## AIM OF THE EXERCISE
Extract every line of the data below that contains the string "camera", and copy each one in full. Case counts, so match uppercase and lowercase letters exactly.

## DATA PROVIDED
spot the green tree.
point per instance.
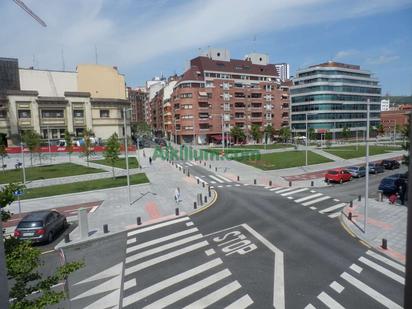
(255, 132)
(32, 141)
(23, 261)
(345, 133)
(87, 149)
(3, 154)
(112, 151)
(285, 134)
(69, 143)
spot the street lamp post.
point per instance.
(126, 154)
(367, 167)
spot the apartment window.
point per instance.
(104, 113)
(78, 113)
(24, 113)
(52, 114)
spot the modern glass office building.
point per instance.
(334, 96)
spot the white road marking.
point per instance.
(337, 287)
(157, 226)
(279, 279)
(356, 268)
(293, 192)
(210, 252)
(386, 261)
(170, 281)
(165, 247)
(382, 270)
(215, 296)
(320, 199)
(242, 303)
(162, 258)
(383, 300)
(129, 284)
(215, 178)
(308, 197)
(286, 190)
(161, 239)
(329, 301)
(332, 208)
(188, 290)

...

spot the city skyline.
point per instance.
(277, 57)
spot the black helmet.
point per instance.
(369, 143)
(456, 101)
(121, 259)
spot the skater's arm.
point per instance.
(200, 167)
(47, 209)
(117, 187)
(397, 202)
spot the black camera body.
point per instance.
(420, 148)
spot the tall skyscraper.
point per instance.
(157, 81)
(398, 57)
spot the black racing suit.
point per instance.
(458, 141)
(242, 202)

---

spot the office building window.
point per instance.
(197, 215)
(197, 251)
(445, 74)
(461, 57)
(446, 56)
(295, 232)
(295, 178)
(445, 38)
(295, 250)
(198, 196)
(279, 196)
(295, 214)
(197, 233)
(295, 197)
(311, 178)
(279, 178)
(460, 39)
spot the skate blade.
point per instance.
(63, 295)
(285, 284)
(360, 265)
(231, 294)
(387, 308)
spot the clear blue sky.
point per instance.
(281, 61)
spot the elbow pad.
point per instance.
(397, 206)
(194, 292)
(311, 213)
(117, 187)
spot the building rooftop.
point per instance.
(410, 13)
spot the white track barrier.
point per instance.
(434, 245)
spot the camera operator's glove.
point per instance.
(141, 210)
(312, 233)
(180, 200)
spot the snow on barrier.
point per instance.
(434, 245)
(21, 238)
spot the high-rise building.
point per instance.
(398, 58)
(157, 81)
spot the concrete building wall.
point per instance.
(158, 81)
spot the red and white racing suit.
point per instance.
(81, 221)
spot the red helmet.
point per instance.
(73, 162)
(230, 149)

## PROBLEM SOLUTION
spot the black camera body.
spot the camera operator's glove.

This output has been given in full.